Which lines of the records below contain the string "navy"? Return each of those lines in full, matching case exactly.

==== Given data ====

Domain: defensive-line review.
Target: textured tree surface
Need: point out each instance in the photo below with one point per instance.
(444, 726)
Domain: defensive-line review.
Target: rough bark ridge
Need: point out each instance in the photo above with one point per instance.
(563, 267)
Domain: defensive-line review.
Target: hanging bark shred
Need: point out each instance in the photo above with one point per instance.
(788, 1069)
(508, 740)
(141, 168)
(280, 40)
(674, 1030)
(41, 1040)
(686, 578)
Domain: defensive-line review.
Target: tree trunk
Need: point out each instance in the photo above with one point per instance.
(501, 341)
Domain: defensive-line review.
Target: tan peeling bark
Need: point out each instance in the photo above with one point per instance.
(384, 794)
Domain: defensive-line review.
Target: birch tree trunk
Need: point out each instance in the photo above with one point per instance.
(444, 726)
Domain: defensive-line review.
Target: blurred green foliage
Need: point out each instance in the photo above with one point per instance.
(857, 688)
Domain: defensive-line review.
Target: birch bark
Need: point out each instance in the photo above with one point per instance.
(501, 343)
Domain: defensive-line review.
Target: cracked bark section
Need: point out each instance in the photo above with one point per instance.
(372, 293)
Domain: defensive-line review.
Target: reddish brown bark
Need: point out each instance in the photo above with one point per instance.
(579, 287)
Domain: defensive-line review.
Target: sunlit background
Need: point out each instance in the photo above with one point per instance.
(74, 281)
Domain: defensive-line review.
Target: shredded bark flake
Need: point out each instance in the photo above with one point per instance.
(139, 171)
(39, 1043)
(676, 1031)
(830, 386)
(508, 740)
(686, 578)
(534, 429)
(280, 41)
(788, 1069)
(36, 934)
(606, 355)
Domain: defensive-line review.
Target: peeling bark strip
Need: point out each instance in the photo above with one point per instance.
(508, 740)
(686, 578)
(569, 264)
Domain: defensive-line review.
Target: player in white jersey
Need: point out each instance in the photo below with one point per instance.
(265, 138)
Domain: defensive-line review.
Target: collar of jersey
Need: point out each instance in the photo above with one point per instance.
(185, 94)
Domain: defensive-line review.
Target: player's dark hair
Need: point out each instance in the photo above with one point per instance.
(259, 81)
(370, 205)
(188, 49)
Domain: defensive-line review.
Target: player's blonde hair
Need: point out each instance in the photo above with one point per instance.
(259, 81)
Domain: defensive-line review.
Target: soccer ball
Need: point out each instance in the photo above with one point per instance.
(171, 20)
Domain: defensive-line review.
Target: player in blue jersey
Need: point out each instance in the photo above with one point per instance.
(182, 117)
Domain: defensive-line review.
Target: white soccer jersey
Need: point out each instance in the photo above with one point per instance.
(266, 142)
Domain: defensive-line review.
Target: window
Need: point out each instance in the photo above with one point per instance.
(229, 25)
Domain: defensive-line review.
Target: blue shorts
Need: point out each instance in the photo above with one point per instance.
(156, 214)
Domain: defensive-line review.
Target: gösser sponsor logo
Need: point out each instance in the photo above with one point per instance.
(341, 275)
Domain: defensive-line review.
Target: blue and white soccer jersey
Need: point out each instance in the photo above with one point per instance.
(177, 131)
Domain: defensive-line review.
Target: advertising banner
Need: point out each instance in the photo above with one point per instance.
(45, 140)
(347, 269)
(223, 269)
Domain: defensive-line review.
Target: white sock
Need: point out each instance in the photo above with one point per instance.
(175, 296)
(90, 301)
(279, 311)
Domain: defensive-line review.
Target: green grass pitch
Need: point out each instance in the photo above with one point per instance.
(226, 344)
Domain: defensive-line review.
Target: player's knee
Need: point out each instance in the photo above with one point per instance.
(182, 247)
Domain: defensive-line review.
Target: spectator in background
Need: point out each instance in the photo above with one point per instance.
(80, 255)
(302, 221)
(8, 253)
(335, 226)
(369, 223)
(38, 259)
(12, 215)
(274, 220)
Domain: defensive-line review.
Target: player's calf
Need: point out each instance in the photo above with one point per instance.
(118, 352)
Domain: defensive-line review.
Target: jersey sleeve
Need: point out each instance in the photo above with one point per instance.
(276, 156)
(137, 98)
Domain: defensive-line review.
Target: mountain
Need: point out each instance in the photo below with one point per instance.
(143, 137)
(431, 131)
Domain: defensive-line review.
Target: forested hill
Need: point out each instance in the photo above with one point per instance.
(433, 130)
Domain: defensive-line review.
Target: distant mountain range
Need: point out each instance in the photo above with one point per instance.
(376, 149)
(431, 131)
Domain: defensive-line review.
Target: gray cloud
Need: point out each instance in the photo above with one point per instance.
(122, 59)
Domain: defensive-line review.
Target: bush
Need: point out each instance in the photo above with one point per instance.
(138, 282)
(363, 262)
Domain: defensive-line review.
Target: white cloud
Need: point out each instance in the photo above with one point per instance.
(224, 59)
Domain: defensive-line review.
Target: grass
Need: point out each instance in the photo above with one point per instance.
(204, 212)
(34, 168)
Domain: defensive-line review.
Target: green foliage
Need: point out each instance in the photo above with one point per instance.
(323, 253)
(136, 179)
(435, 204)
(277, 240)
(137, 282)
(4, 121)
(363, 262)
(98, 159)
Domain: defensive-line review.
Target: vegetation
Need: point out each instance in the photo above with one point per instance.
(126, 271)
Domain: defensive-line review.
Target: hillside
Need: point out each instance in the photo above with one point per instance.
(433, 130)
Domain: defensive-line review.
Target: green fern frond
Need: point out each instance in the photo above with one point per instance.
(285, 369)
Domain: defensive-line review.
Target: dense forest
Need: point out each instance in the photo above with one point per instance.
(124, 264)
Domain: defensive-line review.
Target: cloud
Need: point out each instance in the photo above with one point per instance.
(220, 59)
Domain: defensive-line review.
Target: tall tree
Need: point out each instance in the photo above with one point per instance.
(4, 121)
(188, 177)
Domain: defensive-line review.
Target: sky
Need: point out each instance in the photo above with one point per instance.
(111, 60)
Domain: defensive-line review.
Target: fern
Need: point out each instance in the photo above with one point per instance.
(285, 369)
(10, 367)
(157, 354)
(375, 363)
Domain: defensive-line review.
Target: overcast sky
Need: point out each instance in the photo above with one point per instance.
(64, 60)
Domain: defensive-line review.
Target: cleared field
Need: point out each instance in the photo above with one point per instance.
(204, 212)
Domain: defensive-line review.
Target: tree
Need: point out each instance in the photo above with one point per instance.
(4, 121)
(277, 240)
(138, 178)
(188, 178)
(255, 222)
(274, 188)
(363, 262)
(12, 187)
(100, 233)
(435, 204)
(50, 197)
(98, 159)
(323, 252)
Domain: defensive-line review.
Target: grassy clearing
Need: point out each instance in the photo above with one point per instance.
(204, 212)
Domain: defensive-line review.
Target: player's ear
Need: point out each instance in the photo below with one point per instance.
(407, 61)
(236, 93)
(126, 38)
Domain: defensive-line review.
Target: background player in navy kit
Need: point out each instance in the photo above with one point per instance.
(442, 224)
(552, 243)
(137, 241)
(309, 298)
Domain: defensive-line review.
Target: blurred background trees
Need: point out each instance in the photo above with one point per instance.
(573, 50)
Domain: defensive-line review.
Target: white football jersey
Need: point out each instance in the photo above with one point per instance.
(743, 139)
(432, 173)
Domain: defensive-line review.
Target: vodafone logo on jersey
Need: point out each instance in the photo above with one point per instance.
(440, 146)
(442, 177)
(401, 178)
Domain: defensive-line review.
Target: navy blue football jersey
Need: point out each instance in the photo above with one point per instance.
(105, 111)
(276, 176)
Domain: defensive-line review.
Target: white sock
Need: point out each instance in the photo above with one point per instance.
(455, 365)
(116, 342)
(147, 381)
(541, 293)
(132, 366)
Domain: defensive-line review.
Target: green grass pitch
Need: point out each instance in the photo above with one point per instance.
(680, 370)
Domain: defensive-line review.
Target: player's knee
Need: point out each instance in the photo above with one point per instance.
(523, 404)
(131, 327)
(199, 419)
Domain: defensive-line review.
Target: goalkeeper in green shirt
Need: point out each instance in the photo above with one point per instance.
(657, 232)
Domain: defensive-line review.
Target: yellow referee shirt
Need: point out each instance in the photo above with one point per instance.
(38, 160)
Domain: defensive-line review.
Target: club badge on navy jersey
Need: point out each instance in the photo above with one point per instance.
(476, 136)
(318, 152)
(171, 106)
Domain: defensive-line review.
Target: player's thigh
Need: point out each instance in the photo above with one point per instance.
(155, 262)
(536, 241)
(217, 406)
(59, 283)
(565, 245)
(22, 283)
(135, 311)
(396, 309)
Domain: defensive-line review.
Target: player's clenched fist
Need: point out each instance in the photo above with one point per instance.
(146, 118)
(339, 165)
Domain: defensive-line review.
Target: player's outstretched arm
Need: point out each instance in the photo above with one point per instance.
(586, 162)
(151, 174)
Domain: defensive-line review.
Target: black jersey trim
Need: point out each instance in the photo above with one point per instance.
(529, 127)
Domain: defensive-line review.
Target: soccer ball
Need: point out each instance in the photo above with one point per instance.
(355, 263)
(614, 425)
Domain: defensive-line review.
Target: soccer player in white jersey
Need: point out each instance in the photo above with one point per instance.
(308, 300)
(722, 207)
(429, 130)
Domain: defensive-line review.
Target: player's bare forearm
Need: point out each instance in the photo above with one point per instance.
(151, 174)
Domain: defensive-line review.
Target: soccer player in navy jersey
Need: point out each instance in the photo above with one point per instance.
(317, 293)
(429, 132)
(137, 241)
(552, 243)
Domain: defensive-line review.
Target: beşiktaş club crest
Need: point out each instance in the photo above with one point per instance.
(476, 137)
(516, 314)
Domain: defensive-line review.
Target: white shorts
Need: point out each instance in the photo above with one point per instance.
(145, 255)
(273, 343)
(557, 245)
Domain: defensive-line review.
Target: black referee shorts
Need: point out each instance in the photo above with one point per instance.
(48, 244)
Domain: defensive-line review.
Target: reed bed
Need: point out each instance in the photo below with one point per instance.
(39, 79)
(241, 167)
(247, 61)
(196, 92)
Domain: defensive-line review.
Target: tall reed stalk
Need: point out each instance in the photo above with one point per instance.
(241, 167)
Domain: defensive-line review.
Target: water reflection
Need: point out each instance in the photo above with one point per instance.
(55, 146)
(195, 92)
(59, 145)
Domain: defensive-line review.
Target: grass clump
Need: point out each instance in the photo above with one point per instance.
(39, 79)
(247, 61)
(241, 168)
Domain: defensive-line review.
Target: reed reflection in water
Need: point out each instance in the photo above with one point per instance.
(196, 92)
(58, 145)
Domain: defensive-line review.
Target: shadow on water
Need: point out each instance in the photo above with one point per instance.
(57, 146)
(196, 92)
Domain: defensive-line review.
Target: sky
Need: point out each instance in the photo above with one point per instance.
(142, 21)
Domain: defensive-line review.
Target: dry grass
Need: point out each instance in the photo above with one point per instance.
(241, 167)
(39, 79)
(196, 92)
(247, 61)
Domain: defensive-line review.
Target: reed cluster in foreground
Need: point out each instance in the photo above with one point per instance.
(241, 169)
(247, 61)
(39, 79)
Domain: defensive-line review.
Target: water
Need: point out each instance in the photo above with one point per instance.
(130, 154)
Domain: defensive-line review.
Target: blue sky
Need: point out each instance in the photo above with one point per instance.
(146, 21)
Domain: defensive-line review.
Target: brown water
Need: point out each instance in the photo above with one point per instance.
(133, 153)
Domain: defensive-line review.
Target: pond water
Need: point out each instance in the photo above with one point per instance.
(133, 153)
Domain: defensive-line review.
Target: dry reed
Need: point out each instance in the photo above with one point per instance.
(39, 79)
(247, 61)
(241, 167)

====

▶ Solved exercise
Target: background player in navy kit
Target: navy blue football jersey
Target: club badge on navy jersey
Target: soccer player in navy jersey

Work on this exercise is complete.